What you are asked to do >> Render everything from the start of the records down to and including the line containing "positive clicks: (395, 71)" as a Markdown table with the columns Number and Line, leaving out blank lines. Give each line its own row, with its sequence number under Number and the line itself under Line.

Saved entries
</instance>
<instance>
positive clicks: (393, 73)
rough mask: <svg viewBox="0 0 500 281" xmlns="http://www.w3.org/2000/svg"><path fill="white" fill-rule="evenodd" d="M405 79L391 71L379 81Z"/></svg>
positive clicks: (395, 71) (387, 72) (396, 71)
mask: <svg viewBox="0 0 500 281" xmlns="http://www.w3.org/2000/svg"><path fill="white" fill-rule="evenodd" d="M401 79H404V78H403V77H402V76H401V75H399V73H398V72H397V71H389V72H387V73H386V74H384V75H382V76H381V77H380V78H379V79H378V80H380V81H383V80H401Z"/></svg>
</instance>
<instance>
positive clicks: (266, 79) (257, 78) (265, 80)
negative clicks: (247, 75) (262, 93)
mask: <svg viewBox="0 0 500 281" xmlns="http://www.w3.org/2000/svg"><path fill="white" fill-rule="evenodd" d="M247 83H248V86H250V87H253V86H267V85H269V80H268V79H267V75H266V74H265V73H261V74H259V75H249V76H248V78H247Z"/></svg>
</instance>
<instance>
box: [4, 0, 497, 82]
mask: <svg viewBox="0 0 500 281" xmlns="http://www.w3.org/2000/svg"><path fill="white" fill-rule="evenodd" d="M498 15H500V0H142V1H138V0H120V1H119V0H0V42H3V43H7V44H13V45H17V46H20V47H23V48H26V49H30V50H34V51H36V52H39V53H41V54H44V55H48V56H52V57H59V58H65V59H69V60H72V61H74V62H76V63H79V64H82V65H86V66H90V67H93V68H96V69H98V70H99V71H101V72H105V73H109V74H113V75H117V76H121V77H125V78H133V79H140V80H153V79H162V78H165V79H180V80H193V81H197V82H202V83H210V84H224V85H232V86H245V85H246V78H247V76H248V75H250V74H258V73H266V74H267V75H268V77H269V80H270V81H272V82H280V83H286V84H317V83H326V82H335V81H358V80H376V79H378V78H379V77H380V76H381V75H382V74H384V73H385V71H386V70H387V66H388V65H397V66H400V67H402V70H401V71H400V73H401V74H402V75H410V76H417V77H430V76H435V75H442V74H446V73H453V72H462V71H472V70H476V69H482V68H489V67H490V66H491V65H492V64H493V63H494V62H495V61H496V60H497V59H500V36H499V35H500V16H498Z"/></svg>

Result of the task >>
| Number | Line |
|---|---|
| 1 | </instance> |
| 2 | <instance> |
| 3 | positive clicks: (393, 73) |
| 4 | rough mask: <svg viewBox="0 0 500 281" xmlns="http://www.w3.org/2000/svg"><path fill="white" fill-rule="evenodd" d="M405 79L391 71L379 81Z"/></svg> |
| 5 | positive clicks: (395, 71) (387, 72) (396, 71) |